**Source passage:**

━━━━━━

I did some research on the current Christian cultural understanding of the word “lust”. The definitions were all over the map and resulted in a variety of conclusions about our attitudes toward it. So, for the purpose of our discussion, I am going to draw a relationship between Pope John Paul’s personalistic norm and lust. The personalistic norm states: “The person is a good towards which the only proper and adequate attitude is love.” Lust and the God kind of self-giving, self-sacrificing love cannot coexist. There are no exceptions. We do not lay aside our call to image God’s love in order to experience intimate marital relations. The second piece of the personalistic norm describes lust. “The person cannot be treated as an object of use and as such the means to an end.” Using another human person (or even using our own body-selves) to satisfy our appetites is called lust and is a deep offense to love.

━━━━━━

**Source data:**
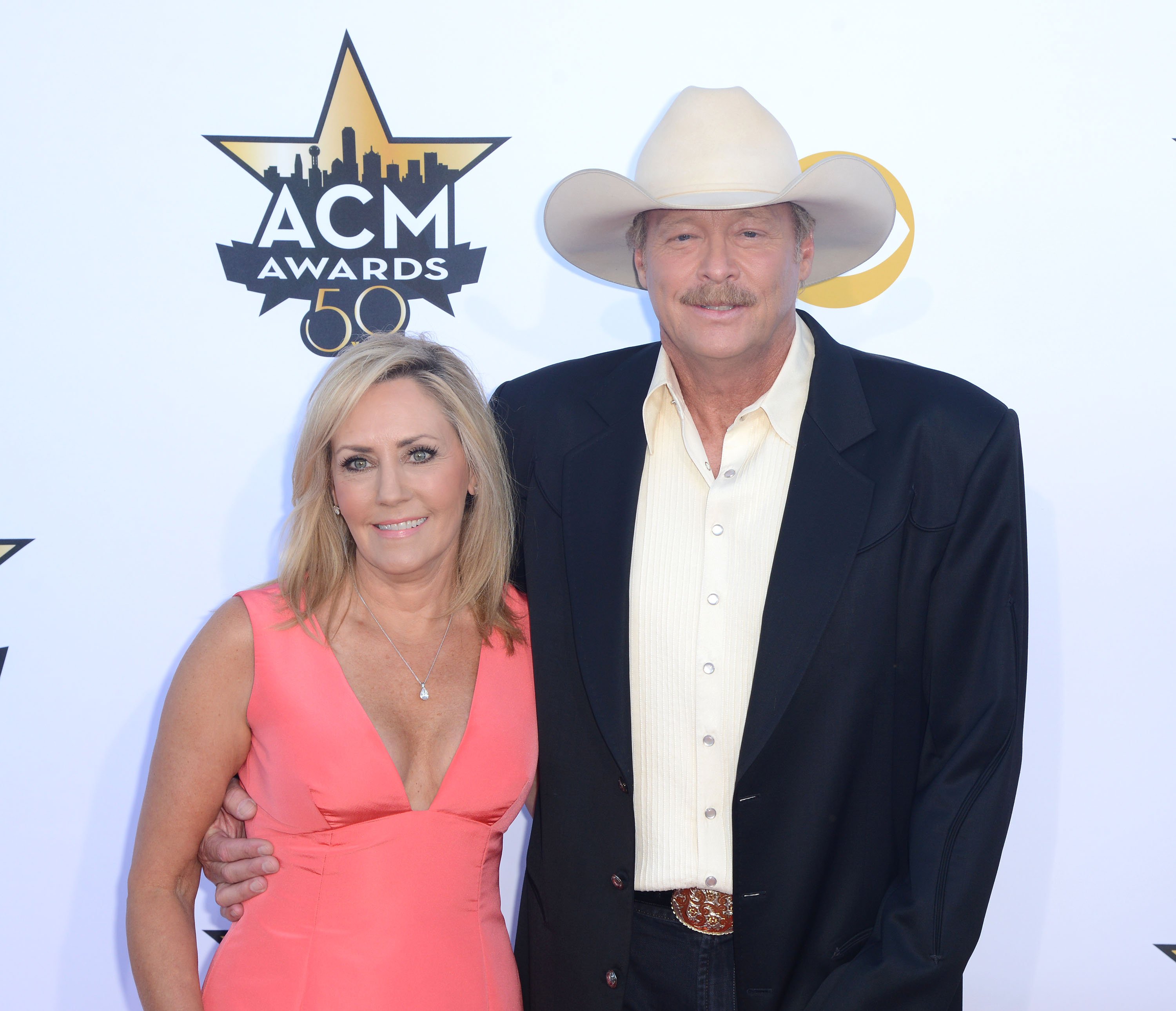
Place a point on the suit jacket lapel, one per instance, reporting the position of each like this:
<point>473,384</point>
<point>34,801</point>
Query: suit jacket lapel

━━━━━━

**Stated goal:** Translate this sentence from the passage on lust into Spanish: "Lust and the God kind of self-giving, self-sacrificing love cannot coexist."

**Task result:** La lujuria y el amor como el de Dios, que se entrega y se sacrifica a sí mismo, no pueden coexistir.